▶ _Rows from a dataset_
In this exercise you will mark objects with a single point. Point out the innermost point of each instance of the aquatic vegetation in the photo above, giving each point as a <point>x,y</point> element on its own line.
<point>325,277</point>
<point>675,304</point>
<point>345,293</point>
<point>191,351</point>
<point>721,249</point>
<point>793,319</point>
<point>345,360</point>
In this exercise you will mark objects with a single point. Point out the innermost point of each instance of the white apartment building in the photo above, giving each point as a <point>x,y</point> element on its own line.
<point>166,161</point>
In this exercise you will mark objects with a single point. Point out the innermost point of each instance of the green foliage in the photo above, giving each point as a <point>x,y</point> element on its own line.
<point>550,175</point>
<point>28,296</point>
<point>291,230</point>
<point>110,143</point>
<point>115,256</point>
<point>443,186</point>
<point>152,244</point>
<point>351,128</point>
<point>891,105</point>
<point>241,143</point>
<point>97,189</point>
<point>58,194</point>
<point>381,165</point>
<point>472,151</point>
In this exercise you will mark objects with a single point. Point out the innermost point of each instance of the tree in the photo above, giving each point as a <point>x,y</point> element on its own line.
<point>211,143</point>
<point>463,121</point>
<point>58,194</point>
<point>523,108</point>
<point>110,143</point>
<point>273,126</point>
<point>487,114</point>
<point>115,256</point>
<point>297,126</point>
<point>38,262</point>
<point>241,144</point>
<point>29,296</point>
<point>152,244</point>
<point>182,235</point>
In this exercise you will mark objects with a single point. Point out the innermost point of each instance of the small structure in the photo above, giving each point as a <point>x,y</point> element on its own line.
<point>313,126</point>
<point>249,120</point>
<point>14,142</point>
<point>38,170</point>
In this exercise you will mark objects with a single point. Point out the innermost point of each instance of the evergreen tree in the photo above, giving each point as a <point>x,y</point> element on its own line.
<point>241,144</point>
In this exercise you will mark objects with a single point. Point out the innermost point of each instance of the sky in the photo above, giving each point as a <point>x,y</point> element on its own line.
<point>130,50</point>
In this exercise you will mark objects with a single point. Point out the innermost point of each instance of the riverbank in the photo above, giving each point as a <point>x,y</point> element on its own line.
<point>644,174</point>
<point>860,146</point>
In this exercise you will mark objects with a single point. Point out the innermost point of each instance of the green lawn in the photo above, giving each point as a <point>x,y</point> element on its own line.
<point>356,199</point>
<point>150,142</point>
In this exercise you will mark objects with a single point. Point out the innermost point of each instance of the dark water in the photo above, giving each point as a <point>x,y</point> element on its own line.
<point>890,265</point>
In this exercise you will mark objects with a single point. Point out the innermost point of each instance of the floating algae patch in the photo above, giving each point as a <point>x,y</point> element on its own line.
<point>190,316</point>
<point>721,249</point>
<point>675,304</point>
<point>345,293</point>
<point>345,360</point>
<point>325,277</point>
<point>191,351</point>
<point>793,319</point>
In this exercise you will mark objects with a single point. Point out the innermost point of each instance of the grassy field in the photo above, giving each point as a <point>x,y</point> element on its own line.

▶ _YOUR TASK_
Reproduce verbatim the rows that begin with the line containing "of the riverbank" and continue through the final line of the rows, including both of those lines.

▶ _ANSWER_
In this exercise you will mark objects with a single point. Point out the innermost point of each instance of the riverbank in the photo above, giving each point as a <point>x,y</point> element on its own line.
<point>644,174</point>
<point>860,146</point>
In this exercise you will mark objects with a single point. Point out the innermost point of each instance of the green lawn in the photo above, giving each point as a <point>x,y</point> element on its own line.
<point>356,199</point>
<point>150,142</point>
In this exercise you will mark objects with a single point. Point out the innermost point of each instance of the dark water in the photo above, giving each point as a <point>x,y</point> element on its own line.
<point>890,265</point>
In this exercise you will mark objects with a single point. Point out the innermost point of each instance of the floating algae patch in the photo above, giving each point as a <point>x,y</point> element on its own line.
<point>190,316</point>
<point>721,249</point>
<point>675,304</point>
<point>345,293</point>
<point>345,360</point>
<point>325,277</point>
<point>191,351</point>
<point>793,319</point>
In this exercise you will mark objects with a single point. Point out the innermost point of each instance of the grassy field in the photo above, giving each point as a <point>x,y</point> element on its own line.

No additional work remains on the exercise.